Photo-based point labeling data
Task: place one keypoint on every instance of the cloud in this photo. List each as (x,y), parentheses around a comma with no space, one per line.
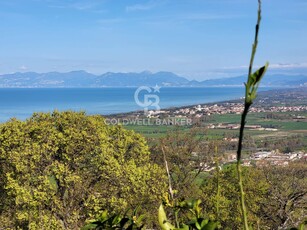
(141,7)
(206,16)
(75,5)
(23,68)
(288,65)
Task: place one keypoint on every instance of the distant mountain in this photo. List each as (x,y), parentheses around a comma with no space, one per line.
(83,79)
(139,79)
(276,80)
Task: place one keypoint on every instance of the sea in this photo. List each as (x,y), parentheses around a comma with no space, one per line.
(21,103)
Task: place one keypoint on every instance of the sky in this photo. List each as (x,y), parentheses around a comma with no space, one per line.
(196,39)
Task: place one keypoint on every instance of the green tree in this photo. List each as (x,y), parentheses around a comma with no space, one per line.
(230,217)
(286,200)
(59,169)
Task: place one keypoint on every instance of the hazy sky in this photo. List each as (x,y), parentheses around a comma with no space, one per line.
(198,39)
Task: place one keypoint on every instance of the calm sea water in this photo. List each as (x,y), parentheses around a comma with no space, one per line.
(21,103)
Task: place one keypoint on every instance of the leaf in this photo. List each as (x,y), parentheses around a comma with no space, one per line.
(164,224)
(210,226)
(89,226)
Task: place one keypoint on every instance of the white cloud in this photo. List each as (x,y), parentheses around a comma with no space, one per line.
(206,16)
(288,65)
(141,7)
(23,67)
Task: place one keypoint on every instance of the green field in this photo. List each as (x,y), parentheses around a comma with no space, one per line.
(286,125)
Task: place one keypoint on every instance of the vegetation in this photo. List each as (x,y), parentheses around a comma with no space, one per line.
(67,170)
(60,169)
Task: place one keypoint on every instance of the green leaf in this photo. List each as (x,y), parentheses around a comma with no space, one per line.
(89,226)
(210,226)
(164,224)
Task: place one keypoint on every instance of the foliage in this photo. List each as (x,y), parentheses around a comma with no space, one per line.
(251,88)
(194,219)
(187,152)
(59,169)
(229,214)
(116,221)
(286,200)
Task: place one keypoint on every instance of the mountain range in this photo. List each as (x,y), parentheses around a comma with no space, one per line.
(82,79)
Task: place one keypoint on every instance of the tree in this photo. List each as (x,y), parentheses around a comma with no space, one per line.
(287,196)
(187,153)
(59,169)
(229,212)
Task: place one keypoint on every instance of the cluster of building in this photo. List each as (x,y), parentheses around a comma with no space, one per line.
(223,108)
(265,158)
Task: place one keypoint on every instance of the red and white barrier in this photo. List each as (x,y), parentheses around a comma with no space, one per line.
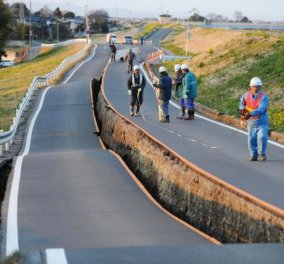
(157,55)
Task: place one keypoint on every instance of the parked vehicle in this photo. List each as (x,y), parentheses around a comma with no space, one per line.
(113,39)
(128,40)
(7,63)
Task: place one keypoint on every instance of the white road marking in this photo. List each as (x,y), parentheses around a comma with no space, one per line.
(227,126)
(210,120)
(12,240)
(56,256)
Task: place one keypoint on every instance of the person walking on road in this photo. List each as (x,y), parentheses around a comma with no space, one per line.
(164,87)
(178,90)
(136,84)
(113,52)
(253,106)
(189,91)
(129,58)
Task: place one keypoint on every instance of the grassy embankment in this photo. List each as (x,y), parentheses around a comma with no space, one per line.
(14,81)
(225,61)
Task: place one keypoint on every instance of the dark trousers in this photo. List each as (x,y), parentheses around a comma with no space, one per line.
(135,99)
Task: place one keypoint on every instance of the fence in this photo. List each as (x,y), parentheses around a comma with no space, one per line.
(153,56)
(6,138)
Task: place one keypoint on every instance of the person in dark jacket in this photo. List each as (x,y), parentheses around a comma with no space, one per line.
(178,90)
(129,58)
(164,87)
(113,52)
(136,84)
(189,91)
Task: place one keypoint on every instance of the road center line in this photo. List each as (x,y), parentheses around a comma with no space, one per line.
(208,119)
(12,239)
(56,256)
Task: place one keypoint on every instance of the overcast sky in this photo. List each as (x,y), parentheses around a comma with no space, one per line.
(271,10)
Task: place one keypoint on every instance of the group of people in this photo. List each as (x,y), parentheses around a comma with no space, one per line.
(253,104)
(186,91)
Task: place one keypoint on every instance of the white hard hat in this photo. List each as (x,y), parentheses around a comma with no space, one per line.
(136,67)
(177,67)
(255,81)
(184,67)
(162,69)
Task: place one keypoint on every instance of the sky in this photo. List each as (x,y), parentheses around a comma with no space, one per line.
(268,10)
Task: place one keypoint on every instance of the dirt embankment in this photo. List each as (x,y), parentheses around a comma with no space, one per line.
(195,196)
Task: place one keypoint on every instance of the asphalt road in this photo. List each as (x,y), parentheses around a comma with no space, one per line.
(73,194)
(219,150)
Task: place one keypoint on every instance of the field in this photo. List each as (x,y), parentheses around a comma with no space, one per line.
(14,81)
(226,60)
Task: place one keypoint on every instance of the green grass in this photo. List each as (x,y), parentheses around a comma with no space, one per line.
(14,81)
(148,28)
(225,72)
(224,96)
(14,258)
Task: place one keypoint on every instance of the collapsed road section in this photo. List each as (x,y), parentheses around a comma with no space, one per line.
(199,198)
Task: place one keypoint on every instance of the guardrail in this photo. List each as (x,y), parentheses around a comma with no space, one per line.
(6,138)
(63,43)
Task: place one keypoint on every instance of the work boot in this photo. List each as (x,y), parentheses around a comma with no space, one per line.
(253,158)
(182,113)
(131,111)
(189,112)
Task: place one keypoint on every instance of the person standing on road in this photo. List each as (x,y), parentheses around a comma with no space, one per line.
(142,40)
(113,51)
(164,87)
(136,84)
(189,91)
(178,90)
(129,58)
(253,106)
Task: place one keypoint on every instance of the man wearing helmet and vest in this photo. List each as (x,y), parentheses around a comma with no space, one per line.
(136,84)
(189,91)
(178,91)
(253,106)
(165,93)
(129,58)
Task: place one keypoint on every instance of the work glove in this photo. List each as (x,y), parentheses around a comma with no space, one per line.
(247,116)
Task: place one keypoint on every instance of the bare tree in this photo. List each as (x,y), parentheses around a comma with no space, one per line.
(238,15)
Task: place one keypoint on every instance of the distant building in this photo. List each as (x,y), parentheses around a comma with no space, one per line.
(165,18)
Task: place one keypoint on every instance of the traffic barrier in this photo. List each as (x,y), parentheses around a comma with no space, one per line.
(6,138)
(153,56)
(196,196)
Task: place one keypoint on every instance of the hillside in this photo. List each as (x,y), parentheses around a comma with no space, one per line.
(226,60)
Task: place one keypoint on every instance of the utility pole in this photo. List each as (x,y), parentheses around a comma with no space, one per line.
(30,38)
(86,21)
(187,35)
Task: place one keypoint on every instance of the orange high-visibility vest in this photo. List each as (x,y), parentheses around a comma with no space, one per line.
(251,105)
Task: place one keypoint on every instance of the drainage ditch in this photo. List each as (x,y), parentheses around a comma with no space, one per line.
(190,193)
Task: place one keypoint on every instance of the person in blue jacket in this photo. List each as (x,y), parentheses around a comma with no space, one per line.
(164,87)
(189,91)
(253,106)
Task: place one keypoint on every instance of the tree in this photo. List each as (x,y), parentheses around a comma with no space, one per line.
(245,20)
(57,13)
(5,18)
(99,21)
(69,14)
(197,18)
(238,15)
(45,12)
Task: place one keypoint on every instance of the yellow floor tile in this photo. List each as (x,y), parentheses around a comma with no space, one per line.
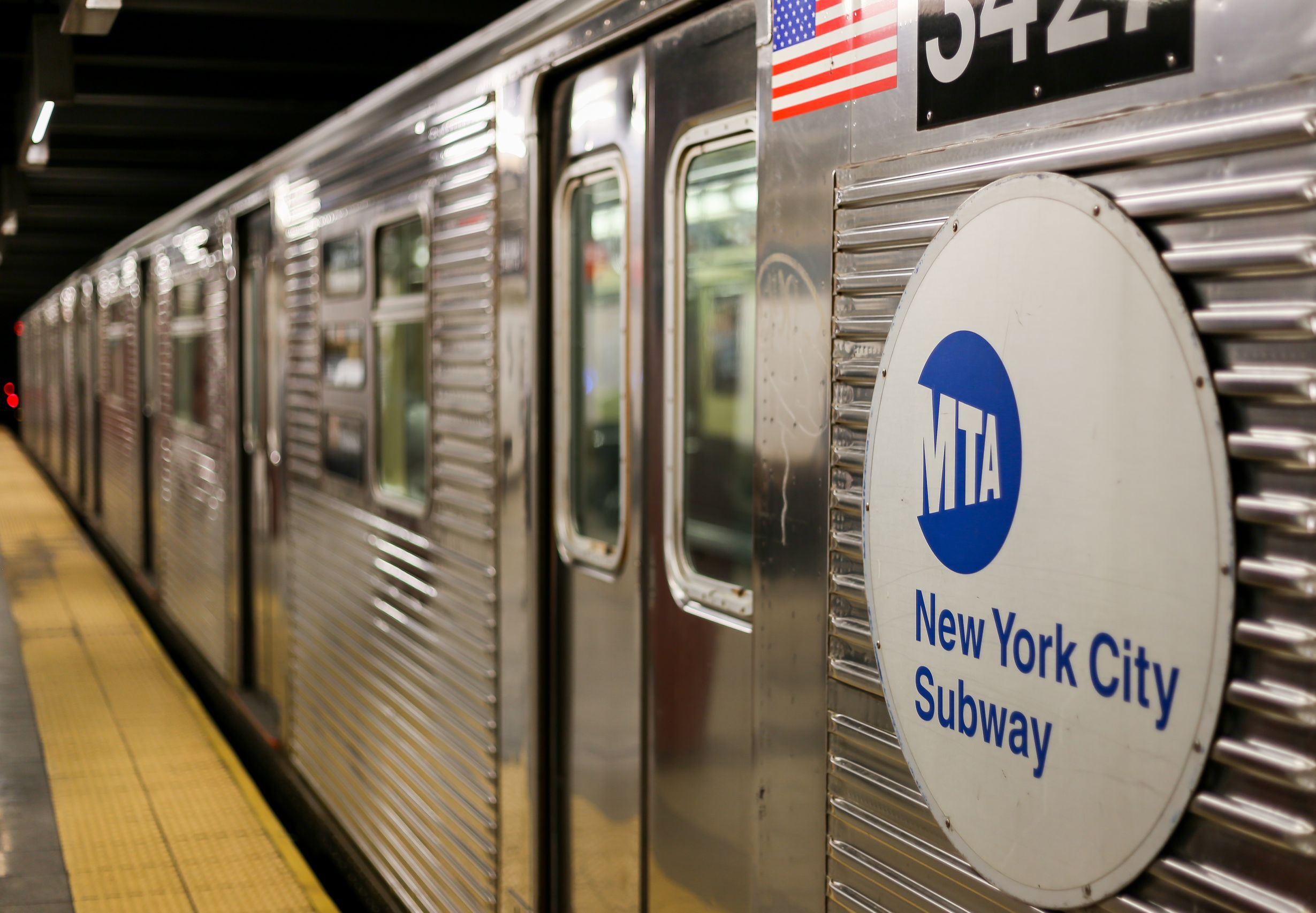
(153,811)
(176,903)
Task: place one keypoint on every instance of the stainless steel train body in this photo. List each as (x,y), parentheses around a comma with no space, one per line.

### WHAT TO DO
From the line containing "Task: place one keypoint on every instance of the yellow" to the end of the data above, give those lines again verbatim, with both endpoints included and no images.

### WORKED ANSWER
Task: place one keypoint on every instance of the yellow floor tile in this photo. List each as (x,y), parentheses around a comma with no space, one per line.
(153,811)
(176,903)
Task: place one keypoint on every instance of the stainless steel train body in this photo. List each as (x,y), parentheses around a comma with no space, one per line.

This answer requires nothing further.